What to do: Return every line of the listing below word for word, leaving out the pictures.

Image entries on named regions
※ ※ ※
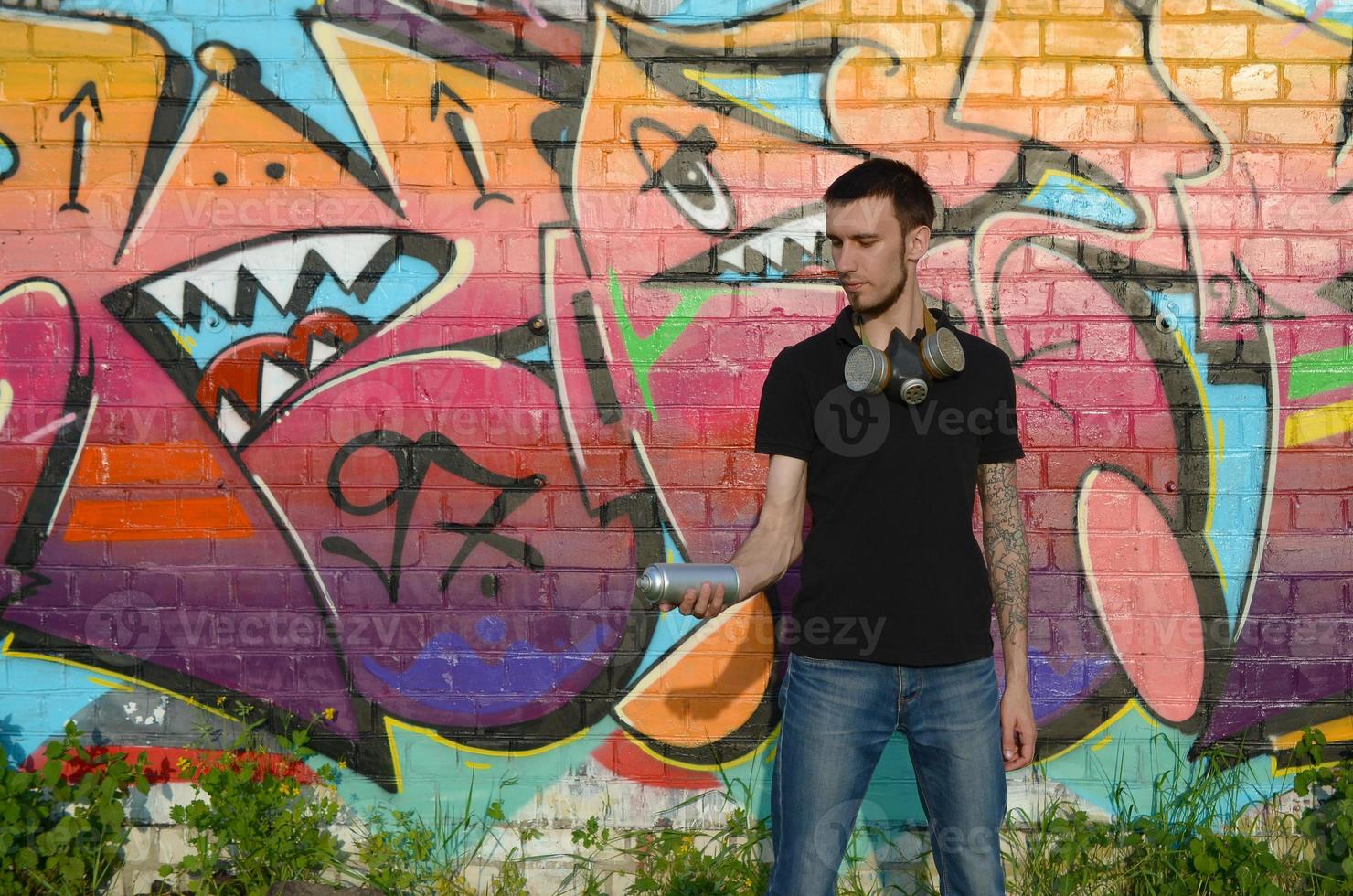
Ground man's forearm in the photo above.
[730,524,804,598]
[981,463,1028,685]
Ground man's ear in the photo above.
[902,225,930,261]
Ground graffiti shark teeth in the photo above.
[645,202,832,284]
[141,233,392,324]
[217,391,249,445]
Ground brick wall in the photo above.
[0,0,1353,855]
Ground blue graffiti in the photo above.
[686,69,832,141]
[1147,290,1269,636]
[61,0,371,161]
[657,0,817,26]
[155,256,437,369]
[363,625,615,718]
[1021,171,1136,229]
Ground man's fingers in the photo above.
[696,582,713,619]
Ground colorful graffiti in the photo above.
[0,0,1353,866]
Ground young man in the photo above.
[666,158,1037,896]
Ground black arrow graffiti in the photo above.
[431,81,511,208]
[59,81,102,214]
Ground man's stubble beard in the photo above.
[851,259,908,316]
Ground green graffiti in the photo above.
[1286,345,1353,398]
[610,270,727,420]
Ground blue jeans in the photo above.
[770,654,1006,896]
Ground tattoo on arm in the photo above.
[977,462,1028,645]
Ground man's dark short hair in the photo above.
[823,158,935,234]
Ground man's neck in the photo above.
[855,280,925,349]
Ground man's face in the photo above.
[826,197,907,314]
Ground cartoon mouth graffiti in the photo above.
[104,230,456,448]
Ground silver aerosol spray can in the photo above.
[634,563,739,603]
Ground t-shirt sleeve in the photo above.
[977,352,1024,464]
[756,347,815,460]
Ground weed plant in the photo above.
[0,721,150,896]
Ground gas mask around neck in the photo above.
[846,309,964,405]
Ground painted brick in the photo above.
[1071,62,1117,96]
[1161,22,1250,59]
[1018,64,1066,96]
[1043,19,1142,61]
[1230,64,1279,101]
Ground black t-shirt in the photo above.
[756,307,1024,666]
※ ※ ※
Task response:
Ground man's forearm in the photo above.
[730,524,804,598]
[981,463,1028,685]
Ground man's ear in the photo above.
[902,225,930,261]
Ground graffiti shark teeth in the photo above.
[645,202,832,284]
[141,233,392,324]
[217,391,249,445]
Ground brick wall in the photo above.
[0,0,1353,855]
Ground blue graffiti in the photo above.
[686,69,832,141]
[1147,290,1269,636]
[61,0,371,161]
[657,0,817,26]
[155,256,437,369]
[363,625,615,718]
[1021,171,1136,229]
Ground man's fingers in the photo above.
[696,582,713,619]
Ground colorful graffiti in the photo above.
[0,0,1353,866]
Ground young man in the photo above.
[666,158,1037,896]
Ground black arrow graffiti in the photo above.
[431,81,511,208]
[59,81,102,214]
Ground man's stubble beard in the photo above.
[851,259,908,316]
Ground green graffiti in the photo above.
[1286,345,1353,398]
[610,270,727,420]
Ground blue jeans in the photo above.
[770,654,1006,896]
Ground tattoo on arm in the photo above.
[977,462,1028,645]
Ground man's dark short hair in the photo above.
[823,158,935,234]
Ground man's neck in the photo above.
[855,280,925,349]
Ground man's face in the photo above.
[826,197,907,314]
Ground cartoon mouth graffiti in the photo above.
[104,230,456,448]
Ground silver aerosol spray can in the photo above.
[634,563,739,603]
Ground t-shirt sleeve in the photo above.
[977,352,1024,464]
[756,347,815,460]
Ground weed plant in the photo above.
[0,721,150,896]
Ground gas mask around neck in the photo above.
[846,309,964,405]
Ground painted brick in the photo above.
[1071,62,1117,96]
[1161,22,1250,59]
[1018,64,1066,96]
[1043,19,1142,61]
[1230,64,1279,101]
Ground black t-shirt in the photo above.
[756,307,1024,666]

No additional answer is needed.